## Begin Record extracts
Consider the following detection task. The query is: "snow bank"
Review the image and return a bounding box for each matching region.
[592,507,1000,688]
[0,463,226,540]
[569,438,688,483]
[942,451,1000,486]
## End Record extracts
Objective:
Copy out every line of the entries above verbatim, changing nothing.

Exercise response:
Consider the following detection task. The query is: "snow bank"
Review the image and return a bounding box for each matching region.
[592,507,1000,688]
[0,463,226,540]
[569,438,688,483]
[942,451,1000,486]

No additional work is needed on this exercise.